- [WRITTEN INSTRUCTION]
Answer these questions about the forum exchange below on C++ safety and Rust:
1. Whose suggested method does the first writer call very similar to Rust's?
2. What best practice does the reply give as an example of guarantees that already exist?
3. Under option B, what was C++ like at the time of Rust's development?

This is probably the reason why our opinions vary. I believe rewriting existing libraries to be safe would be a tremendous amount of work. This estimation comes from my experiences with Rust. Safety guarantee hugely affects the interfaces of the libraries. You cannot "just" gradually increase safety of your library. It is basically a redesign. At least with what Rust currently provides this was my experience. And the method suggested by Herb Sutter seems to be very similar to Rust's. So I expect the same churn to happen in the C++ ecosystem, and it would effectively split the ecosystem into two: safe ones and unsafe ones.

Let me rephrase myself again: if adding safety to C++ in a gradual manner was that easy, Rust would have not been invented in the first place. The Mozilla guys could just use C++. There's a reason why Rust had to exist, despite all the "reinventing the wheel".

something123
I guess it's a matter of opinion but I think you're wrong that you have to redesign stuff. Most of the guarantees in essence already exist b/c of best-practices (like RIIA) - they're just not guaranteed by a validating program.

Don't diminish it, b/c the presented solution is non obvious/trivial. If it was, it would have been done ages ago.

So either A - The Mozilla folks may have not thought of this solution

B - At the time of Rust's development C++ was stagnant and not evolving as it is right now. There wasn't a lot of hope for fixing it at the time. It's thanks to the work of several people that the C++ standards committee now is a fast moving organization.

- [DATA SECTION]
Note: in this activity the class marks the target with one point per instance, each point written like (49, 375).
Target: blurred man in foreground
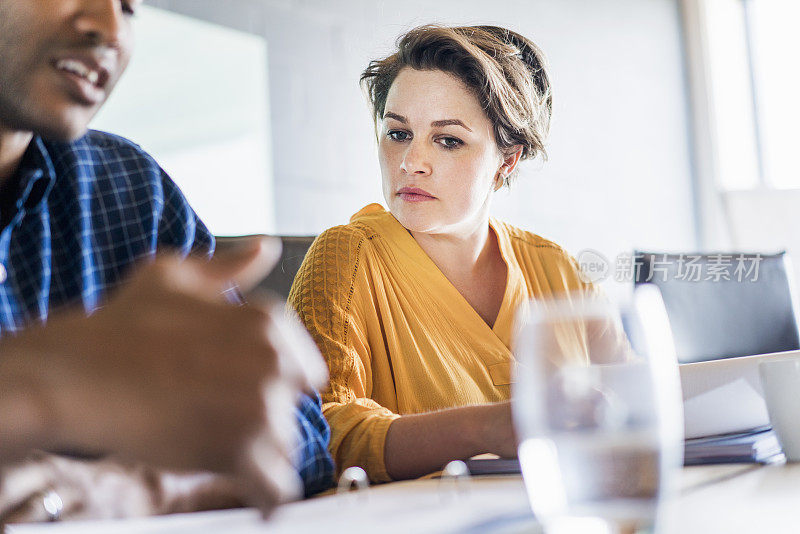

- [OUTPUT FOR THIS TASK]
1. Herb Sutter's.
2. RIIA.
3. C++ was stagnant and not evolving as it is now.